OBJECTIVE: Write out, character for character, the entries from the line containing "outline --target=circular sign" through the end of the entries, and nothing else.
:: THE DATA ::
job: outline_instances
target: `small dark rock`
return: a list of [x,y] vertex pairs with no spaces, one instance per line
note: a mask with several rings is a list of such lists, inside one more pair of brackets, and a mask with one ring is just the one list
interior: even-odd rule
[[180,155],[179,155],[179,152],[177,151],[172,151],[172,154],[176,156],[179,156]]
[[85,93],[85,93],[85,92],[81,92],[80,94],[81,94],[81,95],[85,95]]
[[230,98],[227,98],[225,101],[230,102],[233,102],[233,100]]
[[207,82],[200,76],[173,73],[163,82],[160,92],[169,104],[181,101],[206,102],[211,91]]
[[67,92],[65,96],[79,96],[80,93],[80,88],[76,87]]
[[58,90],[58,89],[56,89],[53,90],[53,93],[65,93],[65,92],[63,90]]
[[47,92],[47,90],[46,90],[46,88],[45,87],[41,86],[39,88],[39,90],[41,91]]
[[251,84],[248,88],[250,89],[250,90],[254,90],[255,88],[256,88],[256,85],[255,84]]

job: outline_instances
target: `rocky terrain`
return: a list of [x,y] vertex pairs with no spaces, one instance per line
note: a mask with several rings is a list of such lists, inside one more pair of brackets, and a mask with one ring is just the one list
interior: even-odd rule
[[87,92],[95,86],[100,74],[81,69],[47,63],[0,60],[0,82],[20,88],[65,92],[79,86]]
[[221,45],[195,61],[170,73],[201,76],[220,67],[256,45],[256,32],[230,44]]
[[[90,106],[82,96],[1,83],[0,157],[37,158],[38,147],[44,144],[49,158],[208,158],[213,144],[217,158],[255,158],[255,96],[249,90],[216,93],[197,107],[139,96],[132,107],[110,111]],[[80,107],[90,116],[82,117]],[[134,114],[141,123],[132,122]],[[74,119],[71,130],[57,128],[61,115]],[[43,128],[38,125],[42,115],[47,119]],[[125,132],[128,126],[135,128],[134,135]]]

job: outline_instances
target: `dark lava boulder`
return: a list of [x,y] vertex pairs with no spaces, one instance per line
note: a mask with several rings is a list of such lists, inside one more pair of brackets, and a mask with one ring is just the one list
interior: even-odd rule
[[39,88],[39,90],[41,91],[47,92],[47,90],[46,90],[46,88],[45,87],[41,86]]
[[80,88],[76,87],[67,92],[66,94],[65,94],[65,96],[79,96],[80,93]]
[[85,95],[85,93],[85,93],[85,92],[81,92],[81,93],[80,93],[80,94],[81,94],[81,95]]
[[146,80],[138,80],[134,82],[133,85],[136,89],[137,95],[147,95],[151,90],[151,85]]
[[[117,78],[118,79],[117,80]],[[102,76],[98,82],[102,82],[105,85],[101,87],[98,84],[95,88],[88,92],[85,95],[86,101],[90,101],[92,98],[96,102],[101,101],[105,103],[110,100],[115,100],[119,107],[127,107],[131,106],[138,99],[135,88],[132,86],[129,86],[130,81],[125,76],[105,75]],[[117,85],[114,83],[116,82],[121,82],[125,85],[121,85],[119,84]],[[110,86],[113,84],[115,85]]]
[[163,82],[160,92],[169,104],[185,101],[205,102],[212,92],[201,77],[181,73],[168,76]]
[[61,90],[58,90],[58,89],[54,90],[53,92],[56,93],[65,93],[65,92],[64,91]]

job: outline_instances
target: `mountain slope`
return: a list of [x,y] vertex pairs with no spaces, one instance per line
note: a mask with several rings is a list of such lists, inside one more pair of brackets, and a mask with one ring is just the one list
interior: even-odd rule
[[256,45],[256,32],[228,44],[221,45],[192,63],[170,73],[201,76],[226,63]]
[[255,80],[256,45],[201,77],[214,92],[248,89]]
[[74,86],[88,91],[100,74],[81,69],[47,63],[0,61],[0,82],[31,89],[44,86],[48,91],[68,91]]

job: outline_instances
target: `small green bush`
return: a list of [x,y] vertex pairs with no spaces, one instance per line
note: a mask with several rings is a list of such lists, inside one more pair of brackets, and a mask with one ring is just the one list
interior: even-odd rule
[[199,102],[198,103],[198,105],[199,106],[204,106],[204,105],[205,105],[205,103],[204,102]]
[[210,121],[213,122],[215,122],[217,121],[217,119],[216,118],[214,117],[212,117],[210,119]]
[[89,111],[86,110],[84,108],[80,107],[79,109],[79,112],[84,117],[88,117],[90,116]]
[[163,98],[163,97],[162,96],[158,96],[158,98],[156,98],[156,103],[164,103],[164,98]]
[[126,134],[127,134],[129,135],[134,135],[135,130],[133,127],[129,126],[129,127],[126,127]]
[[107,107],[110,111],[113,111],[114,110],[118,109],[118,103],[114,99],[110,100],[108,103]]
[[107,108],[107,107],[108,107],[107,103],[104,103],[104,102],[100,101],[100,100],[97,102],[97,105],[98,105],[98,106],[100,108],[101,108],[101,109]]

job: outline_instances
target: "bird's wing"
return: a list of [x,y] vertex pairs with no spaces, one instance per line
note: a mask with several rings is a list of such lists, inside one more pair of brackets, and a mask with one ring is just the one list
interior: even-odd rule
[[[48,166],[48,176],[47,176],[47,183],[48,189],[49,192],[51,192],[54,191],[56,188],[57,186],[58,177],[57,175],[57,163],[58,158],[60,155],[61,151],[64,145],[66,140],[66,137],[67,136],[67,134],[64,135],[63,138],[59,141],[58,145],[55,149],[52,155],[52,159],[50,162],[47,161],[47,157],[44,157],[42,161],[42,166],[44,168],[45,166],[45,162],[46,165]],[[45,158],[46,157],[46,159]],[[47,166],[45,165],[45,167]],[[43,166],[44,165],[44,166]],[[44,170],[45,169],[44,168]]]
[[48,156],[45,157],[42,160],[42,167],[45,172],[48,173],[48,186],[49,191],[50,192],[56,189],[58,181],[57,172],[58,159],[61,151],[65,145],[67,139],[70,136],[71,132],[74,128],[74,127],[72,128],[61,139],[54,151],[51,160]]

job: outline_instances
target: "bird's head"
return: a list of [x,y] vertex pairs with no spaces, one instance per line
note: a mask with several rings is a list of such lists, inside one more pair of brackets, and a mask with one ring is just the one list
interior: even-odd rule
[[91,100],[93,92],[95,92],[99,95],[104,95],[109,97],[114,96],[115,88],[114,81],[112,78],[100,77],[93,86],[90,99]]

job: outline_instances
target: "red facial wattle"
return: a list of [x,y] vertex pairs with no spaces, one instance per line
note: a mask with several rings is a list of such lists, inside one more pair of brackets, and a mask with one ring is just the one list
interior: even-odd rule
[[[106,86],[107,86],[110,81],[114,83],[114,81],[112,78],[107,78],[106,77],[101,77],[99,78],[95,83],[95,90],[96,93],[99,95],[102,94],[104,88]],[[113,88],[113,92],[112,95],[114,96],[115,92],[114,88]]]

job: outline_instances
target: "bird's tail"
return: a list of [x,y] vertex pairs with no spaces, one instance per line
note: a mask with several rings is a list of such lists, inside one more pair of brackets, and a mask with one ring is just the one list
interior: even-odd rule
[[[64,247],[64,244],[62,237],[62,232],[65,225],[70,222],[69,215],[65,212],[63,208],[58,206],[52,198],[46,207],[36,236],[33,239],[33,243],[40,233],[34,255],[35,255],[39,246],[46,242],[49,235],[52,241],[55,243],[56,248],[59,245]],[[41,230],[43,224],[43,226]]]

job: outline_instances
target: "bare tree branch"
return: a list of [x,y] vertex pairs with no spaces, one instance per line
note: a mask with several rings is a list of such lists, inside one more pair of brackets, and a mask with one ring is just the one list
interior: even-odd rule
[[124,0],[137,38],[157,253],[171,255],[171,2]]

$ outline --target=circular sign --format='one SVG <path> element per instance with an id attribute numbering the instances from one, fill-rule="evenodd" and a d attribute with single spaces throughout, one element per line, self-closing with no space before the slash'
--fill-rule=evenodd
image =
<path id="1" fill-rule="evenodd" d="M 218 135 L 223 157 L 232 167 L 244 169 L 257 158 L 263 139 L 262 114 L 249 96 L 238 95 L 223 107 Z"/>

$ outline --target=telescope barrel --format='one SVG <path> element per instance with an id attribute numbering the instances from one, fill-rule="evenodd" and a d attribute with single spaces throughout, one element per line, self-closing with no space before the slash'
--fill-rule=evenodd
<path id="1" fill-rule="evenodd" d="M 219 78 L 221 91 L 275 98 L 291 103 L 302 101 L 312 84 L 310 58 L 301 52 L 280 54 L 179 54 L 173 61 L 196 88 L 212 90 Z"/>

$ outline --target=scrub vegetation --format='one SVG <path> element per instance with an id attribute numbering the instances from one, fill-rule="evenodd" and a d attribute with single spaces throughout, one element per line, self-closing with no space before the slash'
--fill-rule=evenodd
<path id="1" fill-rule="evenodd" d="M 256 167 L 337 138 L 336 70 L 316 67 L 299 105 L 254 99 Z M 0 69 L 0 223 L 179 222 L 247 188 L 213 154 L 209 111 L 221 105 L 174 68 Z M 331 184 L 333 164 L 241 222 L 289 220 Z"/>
:::
RESPONSE BELOW:
$ outline --target=circular sign --format='one SVG <path> element per instance with an id attribute numbering the instances from one, fill-rule="evenodd" and a d attribute with single spaces throughout, one element per line, self-closing with no space before the slash'
--fill-rule=evenodd
image =
<path id="1" fill-rule="evenodd" d="M 218 135 L 223 157 L 232 167 L 244 169 L 257 158 L 263 139 L 262 114 L 249 96 L 238 95 L 223 107 Z"/>

$ outline --target=telescope barrel --format='one SVG <path> element per instance with an id attribute numbering the instances from one, fill-rule="evenodd" and a d attribute with single spaces throughout, one element per line, self-closing with no space before the slash'
--fill-rule=evenodd
<path id="1" fill-rule="evenodd" d="M 219 78 L 221 91 L 275 98 L 291 103 L 302 101 L 312 84 L 310 58 L 301 52 L 280 54 L 179 54 L 173 61 L 196 88 L 212 90 Z"/>

$ outline --target=scrub vegetation --format='one SVG <path> element per instance with an id attribute numbering the instances from one, fill-rule="evenodd" and a d attribute with single spaces throughout, one element per line, self-closing with no space before the slash'
--fill-rule=evenodd
<path id="1" fill-rule="evenodd" d="M 256 167 L 337 138 L 336 70 L 316 67 L 299 105 L 254 99 Z M 0 69 L 0 223 L 179 222 L 247 188 L 213 154 L 209 111 L 221 105 L 174 68 Z M 331 184 L 333 164 L 241 222 L 289 220 Z"/>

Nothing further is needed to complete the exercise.